### DATA FOR PROCESSING

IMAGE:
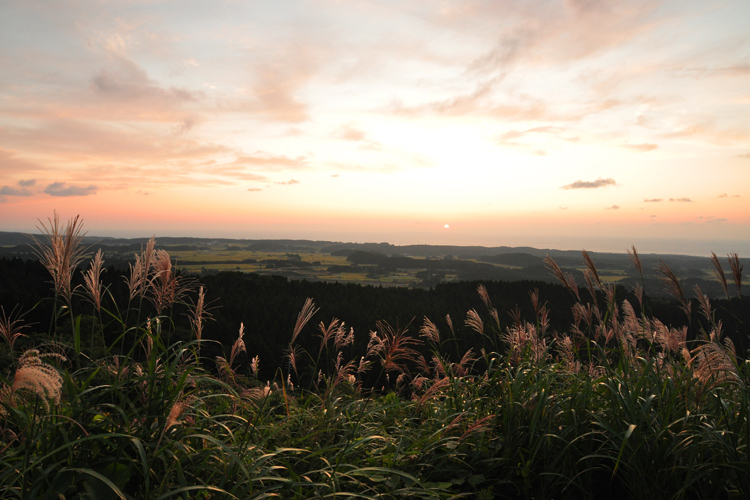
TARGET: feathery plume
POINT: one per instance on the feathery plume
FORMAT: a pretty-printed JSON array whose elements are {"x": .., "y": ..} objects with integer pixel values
[
  {"x": 430, "y": 331},
  {"x": 716, "y": 362},
  {"x": 719, "y": 273},
  {"x": 327, "y": 333},
  {"x": 734, "y": 263},
  {"x": 11, "y": 326},
  {"x": 37, "y": 377},
  {"x": 199, "y": 314},
  {"x": 61, "y": 253},
  {"x": 397, "y": 348},
  {"x": 238, "y": 346},
  {"x": 139, "y": 272},
  {"x": 636, "y": 260},
  {"x": 92, "y": 281},
  {"x": 307, "y": 312},
  {"x": 474, "y": 321},
  {"x": 703, "y": 302}
]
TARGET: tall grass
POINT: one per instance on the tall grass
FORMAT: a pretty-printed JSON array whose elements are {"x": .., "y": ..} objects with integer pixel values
[{"x": 619, "y": 405}]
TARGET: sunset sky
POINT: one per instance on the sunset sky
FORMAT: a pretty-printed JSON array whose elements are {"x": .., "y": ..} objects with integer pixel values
[{"x": 556, "y": 124}]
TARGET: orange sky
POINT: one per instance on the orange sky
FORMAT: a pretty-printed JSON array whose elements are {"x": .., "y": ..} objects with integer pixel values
[{"x": 562, "y": 124}]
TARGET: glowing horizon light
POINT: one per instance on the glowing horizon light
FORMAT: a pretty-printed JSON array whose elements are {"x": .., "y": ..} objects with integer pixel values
[{"x": 371, "y": 121}]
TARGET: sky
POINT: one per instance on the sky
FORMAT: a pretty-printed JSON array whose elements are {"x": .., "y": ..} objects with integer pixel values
[{"x": 556, "y": 124}]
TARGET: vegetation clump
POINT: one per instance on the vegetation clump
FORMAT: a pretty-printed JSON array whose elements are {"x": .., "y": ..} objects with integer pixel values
[{"x": 120, "y": 401}]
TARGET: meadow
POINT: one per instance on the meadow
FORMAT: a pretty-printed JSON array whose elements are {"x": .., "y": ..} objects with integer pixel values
[{"x": 115, "y": 397}]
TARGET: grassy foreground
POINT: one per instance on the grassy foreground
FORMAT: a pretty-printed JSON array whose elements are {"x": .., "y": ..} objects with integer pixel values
[{"x": 618, "y": 406}]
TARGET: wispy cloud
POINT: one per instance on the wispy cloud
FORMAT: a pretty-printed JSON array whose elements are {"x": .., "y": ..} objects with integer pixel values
[
  {"x": 11, "y": 191},
  {"x": 64, "y": 190},
  {"x": 600, "y": 182},
  {"x": 643, "y": 148},
  {"x": 348, "y": 132}
]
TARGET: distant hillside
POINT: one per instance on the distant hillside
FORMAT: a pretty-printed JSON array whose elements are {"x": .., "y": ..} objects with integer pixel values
[{"x": 431, "y": 264}]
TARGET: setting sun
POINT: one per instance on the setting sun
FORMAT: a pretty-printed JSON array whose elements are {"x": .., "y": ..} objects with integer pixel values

######

## TASK REQUIREMENTS
Out of the preceding entries, pull each line that contains the word "foreground".

## EXERCISE ANSWER
TARGET: grassy foreground
POINT: one per instance on the grassy foreground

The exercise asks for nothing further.